### EXTRAIT CHOISI
##############################
Le plus grand collectionneur de Galdi semble avoir été le célèbre acteur, et immense érotomane, Michel Simon : parmi les 10 ou 20 000 photos érotiques qu’il détenait se trouvaient plusieurs centaines d'images par Galdi, dont une partie a figuré dans la vente de 1977. C’est de cette extraordinaire collection que proviennent la plupart des épreuves présentées ici.

Mais dans ce pandémonium de chairs baroques surgit parfois un simple portrait, comme celui présenté ici, n° . Portraits sensibles, naturels, sobres et empathiques, incroyablement modernes. Décidément, ce pornographe échappe à nos classifications toutes faites : aurait-il été, à sa manière, un adepte de la photographie humaniste, avant la lettre ?
##############################
### DÉFIS PROPOSÉS
1. D'après l'extrait sur Galdi, qui semble avoir été le plus grand collectionneur de ses images ?
2. Rédigez la suite de l'extrait sur Galdi, en reprenant juste après sa dernière phrase.

### SEGMENT DE DONNÉES
##############################
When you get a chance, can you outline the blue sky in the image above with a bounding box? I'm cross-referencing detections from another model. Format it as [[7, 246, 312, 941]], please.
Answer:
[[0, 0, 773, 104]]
##############################
### RÉPONSES CI-DESSOUS
1. Le célèbre acteur Michel Simon.

2.
Comme la plupart des portraitistes du XIXe siècle, lors d’une même séance, Galdi réalisait des séries de clichés. L’ensemble conséquent que présente ce catalogue offre le privilège de voir plusieurs étapes d’une même séance, par exemple la même jeune femme dans le même décor mais avec des poses différentes. Occasion rare d’apercevoir les coulisses, et de deviner les consignes du photographe, tout à sa passion pour ces corps libres, joyeux et délurés.


"La photographie obscène, loin d'être un facteur marginal dans l'histoire
de la photographie, a sans doute été une des conditions mystérieuses,
mais essentielle et féconde, de son développement,
et peut-être même, obscurément, sa raison d'être"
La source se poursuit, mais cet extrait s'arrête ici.